>> BEGIN PAGE EXTRACT

Page contents
- Introduction
- Gendered impacts of climate change
- Climate change mitigation
- Adaptation strategies
- Disaster preparedness and risk reduction
- Further resources
Introduction
The world’s poor are disproportionately affected by climate change and natural disasters. Climate change affects women and men differently. Women and girls face particular vulnerabilities resulting from cultural norms and their lower socioeconomic status in society. Women’s domestic roles often make them disproportionate users of natural resources such as water, firewood and forest products. As these resources become scarcer, women experience an increased work burden and may fall further into poverty as a result. Increasing population growth puts further pressure on resources. Natural disasters also have gendered implications, killing more women than men. This trend is more pronounced the stronger the disaster (Neumayer and Plumper 2007). Despite the vulnerabilities experienced by women and girls, they are often unable to voice their specific needs. The exclusion of women’s voices also means that their extensive knowledge of the environment and resource conservation is untapped.
Women and men are not helpless victims of climate change, but use various methods and strategies to adapt to climate change. It is increasingly recognised that empowering women, children and other marginalised groups is beneficial not only as a policy in itself, but also as a means of strengthening the effectiveness of climate change measures. Often, strategies that are adopted are related to the social norms concerning what is acceptable for men and women.

>> END PAGE EXTRACT
>> BEGIN DATA SEGMENT

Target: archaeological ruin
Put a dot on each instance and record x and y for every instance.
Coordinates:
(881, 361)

>> END DATA SEGMENT

PROBLEMS AND TASKS:
**1.** List every section heading shown under "Page contents" in the climate change and gender text.
**2.** From the climate change and gender text, quote the stretch from "Women and men are" through "men and women.".

SOLUTIONS:
**1.**
- Introduction
- Gendered impacts of climate change
- Climate change mitigation
- Adaptation strategies
- Disaster preparedness and risk reduction
- Further resources

**2.**
Women and men are not helpless victims of climate change, but use various methods and strategies to adapt to climate change. It is increasingly recognised that empowering women, children and other marginalised groups is beneficial not only as a policy in itself, but also as a means of strengthening the effectiveness of climate change measures. Often, strategies that are adopted are related to the social norms concerning what is acceptable for men and women.